My suggestion would be that every concerned citizen bury both democrats and republicans in their districts with phone calls and E-mails. Rodney Davis who I have known since he was knee high had banned me from contacting him, the truth hurts and the rich kid couldn’t take the heat. Dick Durbin I believe he simply ignores me but he still takes my messages and I give him and the hapless democrats hell constantly.

I pretty sad to thing that the two parties cannot keep the USPS alive for another 90 days.

Philip A Montalvo
Philip A Montalvo
1 year ago

Democracy activists need to contact the Voter’s registrars to determine if they have coordinated with the USPS Business Service Network (BSN) every postal district. The BSN works with the Registrar’s on voter pamphlets and voter ballots on timely and comprehensive delivery.

▬▬▬▬▬▬

> ACTIVITY 1
Answer these from the comments about the Postal Service:
(a) What does the first commenter say Rodney Davis did?
(b) How long does one commenter say the two parties cannot keep the USPS alive?
(c) What does the BSN work with the registrars on?
> ACTIVITY 2
Write what comes next in the comments about the Postal Service, picking up after the last comment.
The material below this text comes from an unrelated source.

▬▬▬▬▬▬

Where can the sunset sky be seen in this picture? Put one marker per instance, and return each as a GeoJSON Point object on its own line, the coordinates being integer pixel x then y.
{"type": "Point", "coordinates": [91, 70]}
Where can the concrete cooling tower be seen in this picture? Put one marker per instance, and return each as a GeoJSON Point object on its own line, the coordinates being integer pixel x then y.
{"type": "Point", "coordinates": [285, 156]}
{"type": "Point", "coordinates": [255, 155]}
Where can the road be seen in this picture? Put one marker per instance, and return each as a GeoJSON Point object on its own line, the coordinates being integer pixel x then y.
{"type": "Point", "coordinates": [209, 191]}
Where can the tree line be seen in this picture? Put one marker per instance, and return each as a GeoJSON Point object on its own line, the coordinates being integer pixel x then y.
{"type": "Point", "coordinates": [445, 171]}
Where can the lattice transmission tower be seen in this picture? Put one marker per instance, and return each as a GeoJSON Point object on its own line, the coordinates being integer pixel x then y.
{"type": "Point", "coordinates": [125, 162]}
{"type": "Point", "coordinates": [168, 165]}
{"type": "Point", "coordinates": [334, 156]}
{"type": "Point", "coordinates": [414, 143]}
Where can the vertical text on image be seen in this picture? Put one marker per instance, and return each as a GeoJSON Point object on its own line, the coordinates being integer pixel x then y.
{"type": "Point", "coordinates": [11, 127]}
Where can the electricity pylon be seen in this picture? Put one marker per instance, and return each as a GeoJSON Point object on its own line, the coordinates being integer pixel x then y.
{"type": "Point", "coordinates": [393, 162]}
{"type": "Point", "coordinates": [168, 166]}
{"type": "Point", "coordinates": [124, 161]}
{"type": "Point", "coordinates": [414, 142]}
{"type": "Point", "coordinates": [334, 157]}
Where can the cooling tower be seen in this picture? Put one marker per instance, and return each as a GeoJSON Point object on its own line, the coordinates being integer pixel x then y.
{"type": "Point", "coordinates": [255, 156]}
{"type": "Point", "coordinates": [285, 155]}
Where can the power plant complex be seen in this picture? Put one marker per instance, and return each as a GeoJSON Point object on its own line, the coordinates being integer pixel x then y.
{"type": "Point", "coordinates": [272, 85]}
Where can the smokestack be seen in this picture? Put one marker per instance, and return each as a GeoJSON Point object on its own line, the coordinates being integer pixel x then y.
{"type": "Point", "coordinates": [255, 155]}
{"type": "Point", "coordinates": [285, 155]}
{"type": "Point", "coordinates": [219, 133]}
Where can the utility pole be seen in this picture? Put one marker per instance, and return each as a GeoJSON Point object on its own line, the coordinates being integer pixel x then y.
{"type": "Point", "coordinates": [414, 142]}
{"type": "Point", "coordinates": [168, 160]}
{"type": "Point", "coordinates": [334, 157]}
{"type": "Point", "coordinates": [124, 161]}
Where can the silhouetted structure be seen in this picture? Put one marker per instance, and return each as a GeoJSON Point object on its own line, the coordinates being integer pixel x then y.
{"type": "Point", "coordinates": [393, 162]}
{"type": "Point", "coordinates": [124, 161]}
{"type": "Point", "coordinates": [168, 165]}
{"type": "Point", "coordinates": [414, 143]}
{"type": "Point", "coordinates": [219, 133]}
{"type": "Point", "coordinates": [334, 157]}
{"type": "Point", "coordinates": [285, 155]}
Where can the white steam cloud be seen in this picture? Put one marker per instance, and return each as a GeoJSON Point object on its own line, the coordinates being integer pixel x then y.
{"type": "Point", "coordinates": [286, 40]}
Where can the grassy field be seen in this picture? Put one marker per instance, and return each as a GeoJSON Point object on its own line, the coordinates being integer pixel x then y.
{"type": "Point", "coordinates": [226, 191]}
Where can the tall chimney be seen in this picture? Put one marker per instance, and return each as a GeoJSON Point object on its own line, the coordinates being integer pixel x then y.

▬▬▬▬▬▬

> TASK OUTPUT 1
(a) He banned the commenter from contacting him.
(b) Another 90 days.
(c) Timely and comprehensive delivery of voter pamphlets and voter ballots.

> TASK OUTPUT 2
Elizabeth Ferrio
Elizabeth Ferrio
1 year ago

I do not understand why you do not seem to be telling “the truth and nothing but”. As far as I know, the USPS is under intense pressure to collapse. It has been hamstrung by mythical pension expenses to be sure that it could not “declare” a profit. The President has been creating the picture of a failed company with all of his (non-existent) nuance. Now the current PostMaster is a man with no experience in this business who is enacting rules which make no sense for a successful delivery service. It seems clear that the President and his associates NEED to privatize the postal service to be sure that it will NOT BE ABLE to provide the service we need for a successful Vote By Mail election in November. Please don’t present that the USPS as the agent of their own failure. Thank you.

Andee Goldman
Andee Goldman
1 year ago

As one of 3 million overseas voters, I am very concerned that the USPS will place more countries on their International Mail Service Suspensions List; thus, ballots will not be sent by overseas and military voters.